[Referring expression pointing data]
※ ※ ※

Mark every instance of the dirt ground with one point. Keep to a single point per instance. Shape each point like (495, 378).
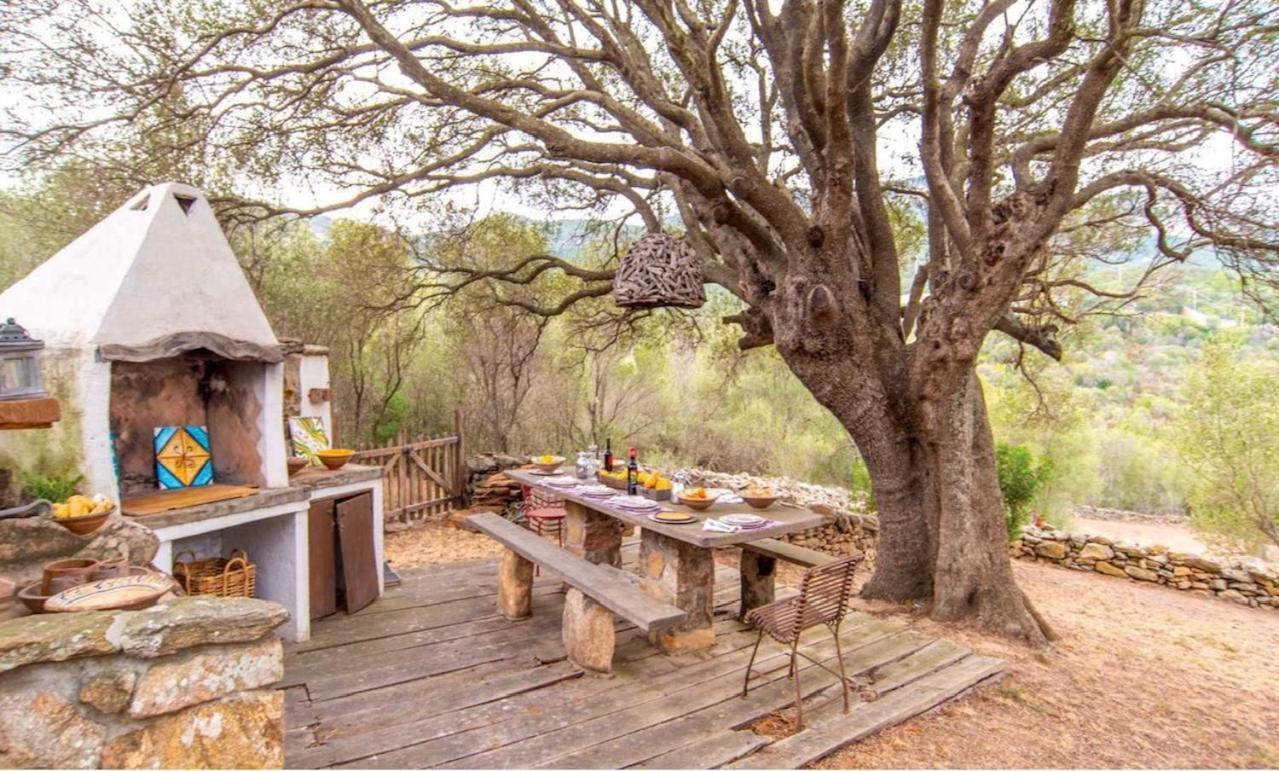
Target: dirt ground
(1142, 677)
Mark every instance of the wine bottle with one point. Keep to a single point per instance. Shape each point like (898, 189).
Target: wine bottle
(632, 473)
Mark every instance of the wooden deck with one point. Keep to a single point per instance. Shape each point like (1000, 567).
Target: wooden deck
(431, 677)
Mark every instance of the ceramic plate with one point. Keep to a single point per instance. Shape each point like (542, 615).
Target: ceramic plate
(110, 593)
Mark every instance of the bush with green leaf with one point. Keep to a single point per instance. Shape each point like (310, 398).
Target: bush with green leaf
(1021, 477)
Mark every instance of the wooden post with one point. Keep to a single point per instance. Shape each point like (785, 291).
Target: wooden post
(459, 451)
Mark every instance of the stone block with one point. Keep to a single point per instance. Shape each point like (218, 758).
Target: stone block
(55, 637)
(1109, 569)
(41, 729)
(1141, 573)
(514, 586)
(109, 689)
(1053, 550)
(189, 622)
(587, 632)
(241, 732)
(205, 674)
(1095, 551)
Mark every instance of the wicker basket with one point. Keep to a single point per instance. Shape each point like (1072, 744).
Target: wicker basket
(216, 577)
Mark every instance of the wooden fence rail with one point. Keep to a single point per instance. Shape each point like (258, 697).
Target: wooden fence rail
(421, 480)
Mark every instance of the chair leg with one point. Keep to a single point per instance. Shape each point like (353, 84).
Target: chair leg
(843, 678)
(798, 691)
(746, 684)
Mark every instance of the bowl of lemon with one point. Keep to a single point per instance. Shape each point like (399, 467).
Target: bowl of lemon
(548, 464)
(82, 514)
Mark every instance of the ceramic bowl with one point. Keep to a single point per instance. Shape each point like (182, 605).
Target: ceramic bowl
(86, 524)
(698, 504)
(127, 592)
(335, 458)
(548, 467)
(759, 501)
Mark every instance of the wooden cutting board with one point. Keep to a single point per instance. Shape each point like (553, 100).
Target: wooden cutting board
(168, 500)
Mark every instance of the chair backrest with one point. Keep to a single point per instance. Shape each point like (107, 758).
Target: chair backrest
(824, 592)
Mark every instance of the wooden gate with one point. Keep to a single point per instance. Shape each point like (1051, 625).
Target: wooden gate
(421, 480)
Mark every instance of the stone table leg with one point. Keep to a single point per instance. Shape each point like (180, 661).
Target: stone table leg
(514, 586)
(757, 588)
(683, 576)
(592, 536)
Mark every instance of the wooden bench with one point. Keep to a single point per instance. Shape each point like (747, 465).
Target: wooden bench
(759, 563)
(596, 592)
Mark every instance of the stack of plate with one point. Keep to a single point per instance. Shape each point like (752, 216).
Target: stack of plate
(746, 522)
(673, 518)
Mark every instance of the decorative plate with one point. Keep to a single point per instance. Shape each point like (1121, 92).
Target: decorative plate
(113, 593)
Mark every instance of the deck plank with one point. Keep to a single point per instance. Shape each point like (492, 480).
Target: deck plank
(432, 677)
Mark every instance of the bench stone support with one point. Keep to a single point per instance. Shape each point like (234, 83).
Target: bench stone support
(683, 576)
(592, 536)
(587, 630)
(514, 586)
(757, 581)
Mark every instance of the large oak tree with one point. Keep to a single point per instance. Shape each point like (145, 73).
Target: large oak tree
(784, 134)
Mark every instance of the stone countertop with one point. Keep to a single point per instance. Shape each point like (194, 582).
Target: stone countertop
(319, 478)
(157, 630)
(270, 496)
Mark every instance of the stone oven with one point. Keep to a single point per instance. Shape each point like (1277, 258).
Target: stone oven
(149, 322)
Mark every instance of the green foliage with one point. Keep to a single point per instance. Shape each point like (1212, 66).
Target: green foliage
(1228, 436)
(50, 487)
(1021, 477)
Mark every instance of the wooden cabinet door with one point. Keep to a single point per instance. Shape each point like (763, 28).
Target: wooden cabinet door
(358, 559)
(322, 538)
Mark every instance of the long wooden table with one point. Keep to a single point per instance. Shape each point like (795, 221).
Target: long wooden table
(675, 560)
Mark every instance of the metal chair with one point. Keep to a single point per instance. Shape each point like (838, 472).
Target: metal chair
(824, 593)
(542, 513)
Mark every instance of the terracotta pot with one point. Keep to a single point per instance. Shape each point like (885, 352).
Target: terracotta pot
(64, 574)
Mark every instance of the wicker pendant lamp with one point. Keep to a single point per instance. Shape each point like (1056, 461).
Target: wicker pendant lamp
(659, 271)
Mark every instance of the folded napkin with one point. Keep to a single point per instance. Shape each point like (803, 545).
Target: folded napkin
(715, 526)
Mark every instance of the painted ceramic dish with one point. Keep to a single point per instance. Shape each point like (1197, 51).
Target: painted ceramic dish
(128, 592)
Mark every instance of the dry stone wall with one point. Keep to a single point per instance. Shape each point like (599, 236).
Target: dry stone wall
(1246, 581)
(183, 684)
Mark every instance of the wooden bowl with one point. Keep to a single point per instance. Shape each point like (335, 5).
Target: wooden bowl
(335, 458)
(761, 501)
(548, 467)
(86, 524)
(31, 597)
(63, 574)
(698, 504)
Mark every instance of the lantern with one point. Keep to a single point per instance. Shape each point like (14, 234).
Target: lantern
(21, 376)
(660, 270)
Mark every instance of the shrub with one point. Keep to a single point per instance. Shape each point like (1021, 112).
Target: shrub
(50, 487)
(1021, 477)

※ ※ ※

● **PROBLEM TO WORK ON**: Your copy of the data should match it exactly, apart from the images, which are omitted.

● **EXERCISE RESULT**:
Mark every instance of the dirt ground with one point. Keep to a single point per instance. Shape each point like (495, 378).
Target: dirt ground
(1142, 677)
Mark every instance of the wine bottle with one point. Keep to a single point per instance. Shape each point like (898, 189).
Target: wine bottle
(632, 473)
Mark every instance of the wooden deck with one point. Keep to a single point per instance. Shape each point like (1000, 567).
Target: wooden deck
(431, 677)
Mark every instance of the ceramic plate with one point. Keep to a single point per instance. Shape each point like (542, 615).
Target: ceramic plate
(110, 593)
Mark every instance of the bush with green leaf with one point. Keep to a single point per instance. Shape each point like (310, 398).
Target: bush with green leaf
(1021, 477)
Mark every instance of the wooden post with one point. Keep to a single point per instance. Shape each point like (785, 291).
Target: wooden post
(459, 451)
Mark every instance of the stone block with one point. Keep to a single point per instance. Shape each point like (218, 758).
Target: stone block
(55, 637)
(1109, 569)
(41, 729)
(1141, 573)
(514, 586)
(109, 689)
(1053, 550)
(189, 622)
(587, 632)
(241, 732)
(205, 674)
(1095, 551)
Mark every instance of the wicker basket with one point. Keep to a single point per instance. Shape each point like (1072, 744).
Target: wicker basket
(216, 577)
Mark every instance of the wooden fence rail with one point. Keep to a single point per instance. Shape each point like (258, 697).
Target: wooden fence rail
(421, 480)
Mark every instance of the chair leg with one point. Keep to a single point per instance. Shape each point like (353, 84).
Target: chair leg
(843, 678)
(798, 691)
(746, 684)
Mark every instance of the bowl of lemon with one point. Keep to a single point per instance. Shape each point like (399, 467).
Target: bowl of lemon
(548, 464)
(82, 514)
Mark every instance of the ceramic bowl with one point. Keep to a single point per instance. Shape each point like (182, 605).
Target: ceramic bowl
(86, 524)
(698, 504)
(127, 592)
(335, 458)
(548, 467)
(759, 501)
Mark every instance of the wooden cutting board with one point. Keep to a single point per instance. Shape each point like (553, 100).
Target: wooden cutting board
(168, 500)
Mark every instance of the chair backrest with one point. Keep to a single point per instance. Shape each point like (107, 758).
Target: chair backrest
(824, 592)
Mark every instance of the wooden gate with one point. Keep to a single point per instance. Shape each point like (1051, 625).
Target: wooden gate
(421, 480)
Mark every instance of the stone table leg with one point. Keep to a single point per instance. Shape each point like (180, 661).
Target: stone table leg
(514, 586)
(757, 588)
(683, 576)
(592, 536)
Mark every instance of the wooden bench with one point. Keep to a single point per instance. Shape each point like (747, 465).
Target: wooden bench
(759, 563)
(596, 592)
Mark every instance of the stack of plate with one point. Keep to a single point per instance. Shape each point like (752, 216).
Target: stack of plate
(746, 522)
(673, 518)
Mark every instance of the decorative plate with one point. Keep to a single point per instance. Shape each point like (1121, 92).
Target: decorative plate
(113, 593)
Mark every instance of the deck plank with one point. Keep to a single point per instance. Shape each point like (492, 480).
Target: deck plank
(432, 677)
Mark every instance of the bench stone support with one point. Keep to a single point per instance. Shape each point like (234, 83).
Target: bench stone support
(683, 576)
(592, 536)
(587, 630)
(514, 586)
(757, 581)
Mark every instance of the large oak tree with one point. Keep to a single point per instance. Shape each point like (145, 73).
Target: large oak tree
(784, 134)
Mark every instance of the stone countertop with one point. Keep to a single point per instance. Shape each point like (194, 582).
Target: stone countertop
(319, 478)
(157, 630)
(270, 496)
Mark every instance of the stone oven with one point. Keep to a single point per instance. Shape each point like (1277, 258).
Target: stone oven
(149, 322)
Mark every instance of the green foliage with one point. Keep to a single point per instance. Shape each point like (1212, 66).
Target: green foliage
(1228, 436)
(50, 487)
(1021, 477)
Mark every instance of the wooden cabinet door with one point. Keep to a single point per instance. Shape each point like (763, 28).
Target: wooden cabinet door
(358, 559)
(322, 538)
Mark every instance of the long wooden table with one point. Keep to a single point per instance. Shape each point like (795, 221).
Target: long wooden table
(675, 560)
Mark every instance of the metal chair with one point. Keep to a single point per instance. Shape each point like (838, 472).
Target: metal chair
(824, 593)
(542, 513)
Mark every instance of the terracotta pot with one point. Keep to a single point per instance. Shape each point like (885, 352).
Target: terracotta pot
(64, 574)
Mark every instance of the wicker pendant lamp with one point. Keep to a single point per instance. Shape each point like (1056, 461).
Target: wicker pendant lamp
(659, 271)
Mark every instance of the folded napkin with one point. Keep to a single point per instance. Shape each point like (803, 545).
Target: folded napkin
(715, 526)
Mark every instance of the painted ceramic dish with one point. Keep to a single point per instance. Shape each point like (1197, 51).
Target: painted ceramic dish
(128, 592)
Mark every instance of the dry stone wall with one point. Keep to a single point per instance. Shape each point like (599, 236).
Target: dry stone wall
(1246, 581)
(183, 684)
Mark every instance of the wooden bowl with one point. Keep to a single point per instance. Shape each point like (335, 5).
Target: wooden bowl
(335, 458)
(761, 501)
(548, 467)
(86, 524)
(31, 597)
(63, 574)
(698, 504)
Mark every instance of the lantern with one point. Keep to a single point per instance. Shape each point like (14, 234).
Target: lantern
(21, 376)
(660, 270)
Mark every instance of the shrub with one point. Keep to a single point per instance. Shape each point like (1021, 112).
Target: shrub
(50, 487)
(1021, 477)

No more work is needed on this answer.